* _GIVEN REQUEST_
The entries below should be transcribed in their entirety, exactly as written.

◆ ◆ ◆ ◆

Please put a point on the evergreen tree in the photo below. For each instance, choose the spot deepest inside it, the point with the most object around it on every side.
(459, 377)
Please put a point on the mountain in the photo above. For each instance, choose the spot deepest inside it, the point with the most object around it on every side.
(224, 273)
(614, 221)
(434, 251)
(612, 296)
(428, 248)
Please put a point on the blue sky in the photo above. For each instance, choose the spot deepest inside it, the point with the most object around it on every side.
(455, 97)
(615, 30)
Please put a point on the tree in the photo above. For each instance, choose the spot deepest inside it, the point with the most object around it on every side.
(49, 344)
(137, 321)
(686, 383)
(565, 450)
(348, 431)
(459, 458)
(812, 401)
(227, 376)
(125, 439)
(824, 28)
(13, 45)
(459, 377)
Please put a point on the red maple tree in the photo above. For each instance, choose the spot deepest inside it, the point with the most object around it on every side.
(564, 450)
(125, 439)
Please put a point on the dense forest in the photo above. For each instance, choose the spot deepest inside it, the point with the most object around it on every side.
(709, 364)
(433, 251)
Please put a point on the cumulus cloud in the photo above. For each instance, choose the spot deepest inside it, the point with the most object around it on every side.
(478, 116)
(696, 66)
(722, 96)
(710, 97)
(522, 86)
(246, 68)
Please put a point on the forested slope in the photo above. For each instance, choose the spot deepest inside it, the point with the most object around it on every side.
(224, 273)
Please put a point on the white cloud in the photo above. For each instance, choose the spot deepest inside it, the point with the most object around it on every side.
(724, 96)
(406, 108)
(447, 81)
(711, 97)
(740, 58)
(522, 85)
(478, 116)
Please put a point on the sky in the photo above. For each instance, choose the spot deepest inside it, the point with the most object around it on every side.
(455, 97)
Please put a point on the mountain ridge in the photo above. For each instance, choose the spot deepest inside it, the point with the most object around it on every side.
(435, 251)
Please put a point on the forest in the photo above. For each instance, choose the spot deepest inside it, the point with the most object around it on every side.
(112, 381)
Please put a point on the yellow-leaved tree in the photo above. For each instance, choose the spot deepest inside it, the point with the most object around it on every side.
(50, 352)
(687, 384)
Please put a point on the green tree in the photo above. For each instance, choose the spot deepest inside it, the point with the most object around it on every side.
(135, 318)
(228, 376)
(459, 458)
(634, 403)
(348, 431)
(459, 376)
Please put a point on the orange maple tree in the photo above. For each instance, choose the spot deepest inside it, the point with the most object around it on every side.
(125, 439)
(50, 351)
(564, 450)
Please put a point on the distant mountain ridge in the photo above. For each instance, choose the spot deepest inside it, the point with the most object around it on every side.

◆ ◆ ◆ ◆

* _RESULT OF THIS TASK_
Please put a point on the evergreen tree in the photo below. For each instance, choose the spot deepest inside it, the point with the most object around it on every side.
(459, 377)
Please put a point on the mountain in the photo above. For each instance, choose the spot deepest inside it, the point with the most object around it on every side.
(224, 273)
(614, 221)
(434, 251)
(612, 296)
(428, 248)
Please put a point on the blue sky in the photo above. For each instance, choose the spot deepest inside it, the point with the most object around it on every side.
(455, 97)
(615, 30)
Please put a point on the tree in the photo above. For each instance, choose the spot deepest inside it, the point with the most object around it on every side.
(49, 344)
(137, 321)
(686, 383)
(565, 450)
(348, 431)
(459, 458)
(812, 401)
(227, 376)
(125, 439)
(824, 28)
(13, 45)
(459, 377)
Please put a point on the red maple tree in the photo above. For each instance, choose the spot deepest inside it, the point with the most object around it on every side.
(564, 450)
(125, 439)
Please put a point on the dense forest in the photo above. For each instance, choose the spot deepest inside it, the point with the most object around it on every side.
(709, 364)
(433, 251)
Please put a point on the cumulus cloud in the photo above. For each instance, choose the spot deepest inside it, the point with the most object around it on every side.
(478, 116)
(696, 66)
(722, 96)
(710, 97)
(522, 86)
(246, 68)
Please put a point on the forested slope in the photo above. For each instance, choose the spot deepest inside it, the point with the most object around it on every side.
(224, 273)
Please put a point on the white cloud in the photo above. For each instance, choose the spot deepest inside it, the point with the most object around it on every side.
(724, 96)
(406, 108)
(447, 81)
(711, 97)
(740, 58)
(522, 85)
(478, 116)
Please put a point on the sky in the photo above. For each instance, choose the spot deepest inside it, the point with the most object around it on every side.
(455, 97)
Please put a point on the mountain ridge in the photo above. For each instance, choose the spot deepest inside it, the point with the most object around it on every side.
(435, 251)
Please put a point on the forest in the photo above. For each instance, choose the spot deepest inside it, the point with the most object around it on every side.
(112, 381)
Please put a point on the yellow-leaved tree in the photo above. For each instance, choose the spot deepest inside it, the point with the most object around it on every side.
(50, 352)
(687, 384)
Please put a point on the green tree in the photo above. For each instance, choose the spot deepest inside it, the point with the most object around it on every side.
(135, 318)
(228, 376)
(459, 458)
(634, 403)
(348, 431)
(459, 376)
Please put a point on the orange maple tree in the photo above. For each instance, choose the spot deepest inside it, the point with the most object around it on every side.
(125, 439)
(50, 351)
(564, 450)
Please put a point on the distant mountain ridge in the photo above. For each instance, choose the spot deepest inside it, the point with the most object around it on every side.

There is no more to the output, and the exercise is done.